* **SELECTED EXCERPT**:
In conclusion, the findings in the current study with multiple big cohorts of CCA patients could help enhance the current understanding of CCA and provide new insight into distinguishing candidate biomarkers for different subtypes of CCA.

Methods

Acquisition of transcriptome data and identification of DEGs

Four Gene Expression Omnibus (GEO) series (GSE)—GSE132305, GSE89749, GSE76297 and GSE26566—were downloaded from the GEO database (http://www.ncbi.nlm.nih.gov/geo/). GSE132305 is based on the platform of Affymetrix Human Genome U219 Array, GSE89749 on Illumina HumanHT-12 V4.0 expression bead chip, GSE76297 used Affymetrix Human Transcriptome Array 2.0 [transcript (gene) version] and GSE26566 is based on Illumina HumanRef-8 v2.0 expression beadchip. Statistical softwareR (version 4.0.3) and packages ‘Limma’ and ‘Tidyverse’ were used for data pre-processing and for performing significance analysis of the DEGs between CCA samples and matched adjacent noncancerous tissues. Genes with an absolute value of log2 fold change (|log2FC|) > 1 and a corrected P-value < 0.0001 were defined as DEGs.

* **RAW DATA**:
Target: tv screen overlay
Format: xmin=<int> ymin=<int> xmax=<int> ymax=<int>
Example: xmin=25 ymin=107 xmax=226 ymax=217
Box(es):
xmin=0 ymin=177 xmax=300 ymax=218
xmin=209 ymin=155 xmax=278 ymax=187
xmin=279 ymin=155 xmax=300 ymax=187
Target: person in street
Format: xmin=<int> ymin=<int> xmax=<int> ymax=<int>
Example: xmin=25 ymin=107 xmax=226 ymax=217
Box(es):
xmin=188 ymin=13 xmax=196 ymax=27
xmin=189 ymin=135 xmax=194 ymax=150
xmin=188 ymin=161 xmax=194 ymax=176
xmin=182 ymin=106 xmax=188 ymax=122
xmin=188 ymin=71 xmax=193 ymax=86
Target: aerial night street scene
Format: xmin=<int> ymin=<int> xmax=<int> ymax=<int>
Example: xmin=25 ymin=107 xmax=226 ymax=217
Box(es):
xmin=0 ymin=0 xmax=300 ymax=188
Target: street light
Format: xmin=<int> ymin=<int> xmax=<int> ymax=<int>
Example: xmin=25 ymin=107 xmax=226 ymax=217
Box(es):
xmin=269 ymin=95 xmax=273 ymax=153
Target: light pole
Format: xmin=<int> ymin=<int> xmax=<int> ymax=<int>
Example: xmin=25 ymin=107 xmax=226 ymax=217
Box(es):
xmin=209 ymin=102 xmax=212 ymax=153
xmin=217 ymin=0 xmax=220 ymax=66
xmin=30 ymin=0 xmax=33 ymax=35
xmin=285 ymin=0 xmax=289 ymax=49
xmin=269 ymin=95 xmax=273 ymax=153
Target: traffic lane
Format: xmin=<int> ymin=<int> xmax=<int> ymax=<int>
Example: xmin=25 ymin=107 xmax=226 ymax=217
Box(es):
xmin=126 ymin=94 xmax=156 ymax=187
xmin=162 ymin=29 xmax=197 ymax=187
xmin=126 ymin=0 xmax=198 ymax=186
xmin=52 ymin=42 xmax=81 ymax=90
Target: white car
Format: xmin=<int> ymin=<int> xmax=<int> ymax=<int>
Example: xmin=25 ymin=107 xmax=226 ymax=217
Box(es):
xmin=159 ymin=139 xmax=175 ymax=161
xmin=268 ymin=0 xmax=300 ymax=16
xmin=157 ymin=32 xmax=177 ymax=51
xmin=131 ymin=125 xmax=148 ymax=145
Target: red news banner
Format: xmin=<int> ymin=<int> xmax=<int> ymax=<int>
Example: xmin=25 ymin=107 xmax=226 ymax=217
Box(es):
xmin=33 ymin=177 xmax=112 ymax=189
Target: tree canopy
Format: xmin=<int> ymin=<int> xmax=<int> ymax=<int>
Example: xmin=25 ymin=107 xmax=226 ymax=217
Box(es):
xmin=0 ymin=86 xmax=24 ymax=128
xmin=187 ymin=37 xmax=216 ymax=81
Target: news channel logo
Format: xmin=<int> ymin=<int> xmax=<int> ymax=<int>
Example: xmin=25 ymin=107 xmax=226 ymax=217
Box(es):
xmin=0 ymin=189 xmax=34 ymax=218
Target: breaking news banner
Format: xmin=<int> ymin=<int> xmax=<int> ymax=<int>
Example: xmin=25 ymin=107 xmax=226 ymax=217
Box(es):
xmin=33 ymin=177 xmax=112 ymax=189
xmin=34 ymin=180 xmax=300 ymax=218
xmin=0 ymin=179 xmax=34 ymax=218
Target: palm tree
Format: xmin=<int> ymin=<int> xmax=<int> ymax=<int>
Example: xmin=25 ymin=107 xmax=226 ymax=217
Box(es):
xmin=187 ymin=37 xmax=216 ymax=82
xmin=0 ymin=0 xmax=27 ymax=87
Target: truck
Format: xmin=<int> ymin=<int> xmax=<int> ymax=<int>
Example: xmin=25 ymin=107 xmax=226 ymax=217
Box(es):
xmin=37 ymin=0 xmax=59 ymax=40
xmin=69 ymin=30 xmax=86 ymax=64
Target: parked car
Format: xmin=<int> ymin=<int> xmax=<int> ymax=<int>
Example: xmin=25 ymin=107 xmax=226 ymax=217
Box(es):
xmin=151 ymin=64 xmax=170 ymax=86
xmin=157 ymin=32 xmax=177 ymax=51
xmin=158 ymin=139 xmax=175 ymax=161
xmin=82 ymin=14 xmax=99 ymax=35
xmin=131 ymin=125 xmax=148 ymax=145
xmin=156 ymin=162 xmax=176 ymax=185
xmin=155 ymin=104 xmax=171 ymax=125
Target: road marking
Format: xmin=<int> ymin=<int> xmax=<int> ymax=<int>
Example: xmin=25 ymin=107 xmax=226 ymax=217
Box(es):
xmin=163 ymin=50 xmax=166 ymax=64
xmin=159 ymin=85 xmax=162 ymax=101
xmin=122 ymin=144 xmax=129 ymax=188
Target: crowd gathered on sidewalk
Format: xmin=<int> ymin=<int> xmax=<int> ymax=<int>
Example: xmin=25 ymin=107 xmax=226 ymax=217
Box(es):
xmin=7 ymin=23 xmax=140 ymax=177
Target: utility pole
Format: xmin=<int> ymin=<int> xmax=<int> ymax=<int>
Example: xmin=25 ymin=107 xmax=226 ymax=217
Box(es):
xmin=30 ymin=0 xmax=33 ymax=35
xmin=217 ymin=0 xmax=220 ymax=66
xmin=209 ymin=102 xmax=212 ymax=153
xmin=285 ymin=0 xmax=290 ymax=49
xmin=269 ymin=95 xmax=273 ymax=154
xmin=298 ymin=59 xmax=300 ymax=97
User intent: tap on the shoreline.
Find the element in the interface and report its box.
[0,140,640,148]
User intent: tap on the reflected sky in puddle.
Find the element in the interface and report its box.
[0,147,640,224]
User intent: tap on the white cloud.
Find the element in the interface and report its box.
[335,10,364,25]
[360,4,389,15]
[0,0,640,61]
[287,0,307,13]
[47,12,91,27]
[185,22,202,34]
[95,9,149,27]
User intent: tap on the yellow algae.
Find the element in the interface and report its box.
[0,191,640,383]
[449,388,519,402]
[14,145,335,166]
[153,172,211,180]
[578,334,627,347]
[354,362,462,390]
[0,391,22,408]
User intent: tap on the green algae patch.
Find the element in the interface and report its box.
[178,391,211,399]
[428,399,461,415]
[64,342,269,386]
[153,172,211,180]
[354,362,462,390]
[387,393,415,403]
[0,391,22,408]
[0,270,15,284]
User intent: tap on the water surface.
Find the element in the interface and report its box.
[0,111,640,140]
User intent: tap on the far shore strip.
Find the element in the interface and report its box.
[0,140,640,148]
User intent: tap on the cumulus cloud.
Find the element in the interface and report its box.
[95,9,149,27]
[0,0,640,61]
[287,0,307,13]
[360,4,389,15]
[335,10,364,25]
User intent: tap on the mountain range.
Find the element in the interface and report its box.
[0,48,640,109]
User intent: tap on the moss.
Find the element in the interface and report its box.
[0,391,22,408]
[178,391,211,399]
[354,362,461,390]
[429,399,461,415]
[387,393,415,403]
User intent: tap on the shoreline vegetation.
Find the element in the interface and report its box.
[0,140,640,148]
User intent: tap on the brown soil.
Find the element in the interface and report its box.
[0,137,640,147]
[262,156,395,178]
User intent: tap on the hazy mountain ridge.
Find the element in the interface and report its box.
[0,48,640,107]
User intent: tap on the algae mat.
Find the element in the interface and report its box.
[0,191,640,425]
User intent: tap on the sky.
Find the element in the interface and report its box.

* **STUDY QUESTIONS**:
A) In the CCA study excerpt, what cutoffs had to be met for a gene to count as a DEG?
B) Copy word for word the part of the CCA study excerpt that opens with the words containing "Acquisition of transcriptome" and closes with "defined as DEGs.".
C) Resume the CCA study excerpt from where it stops.

* **PER-TASK ANSWERS**:
A) An absolute log2 fold change above 1 and a corrected P-value below 0.0001.

B)
Acquisition of transcriptome data and identification of DEGs

Four Gene Expression Omnibus (GEO) series (GSE)—GSE132305, GSE89749, GSE76297 and GSE26566—were downloaded from the GEO database (http://www.ncbi.nlm.nih.gov/geo/). GSE132305 is based on the platform of Affymetrix Human Genome U219 Array, GSE89749 on Illumina HumanHT-12 V4.0 expression bead chip, GSE76297 used Affymetrix Human Transcriptome Array 2.0 [transcript (gene) version] and GSE26566 is based on Illumina HumanRef-8 v2.0 expression beadchip. Statistical softwareR (version 4.0.3) and packages ‘Limma’ and ‘Tidyverse’ were used for data pre-processing and for performing significance analysis of the DEGs between CCA samples and matched adjacent noncancerous tissues. Genes with an absolute value of log2 fold change (|log2FC|) > 1 and a corrected P-value < 0.0001 were defined as DEGs.

C)
Clustering analyses

For CCA samples clustering, pretty heatmaps clustering method and PCA analysis18 were used. Weighted gene co-expression network analysis (WGCNA)19 was used for finding modules/clusters of highly correlated genes and for finding modules related to well-defined phenotypic features. DEGs in the most significant module associated with phenotypic features were identified for further analysis. The protein–protein interaction (PPI) network was built using an online tool STRING (http://string-db.org/) and visualized via Cytoscape software (version 3.7.1; http://cytoscape.org/) to identify the hub genes in the given module.

Functional and pathway enrichment analyses

Kyoto Encyclopedia of Genes and Genomes (KEGG) is a genome deciphering database and an enrichment analysis tool for the research of biological regulatory networks. Here, KEGG pathway enrichment analysis was applied based on the R package ‘clusterProfiler’. Critical pathways enriched in DEGs were identified. Visualization of KEGG results was conducted by R package ‘ggplot2’. P < 0.05 was considered statistically significant for KEGG analysis.

Survival analysis using GEPIA2

Using GEPIA2 (http://gepia2.cancer-pku.cn/#survival)43, Kaplan–Meier survival curves were plotted, and the log-rank test was employed to compare the differences in OS and DFS based on TCGA data with the most differential expression genes identified in the current study.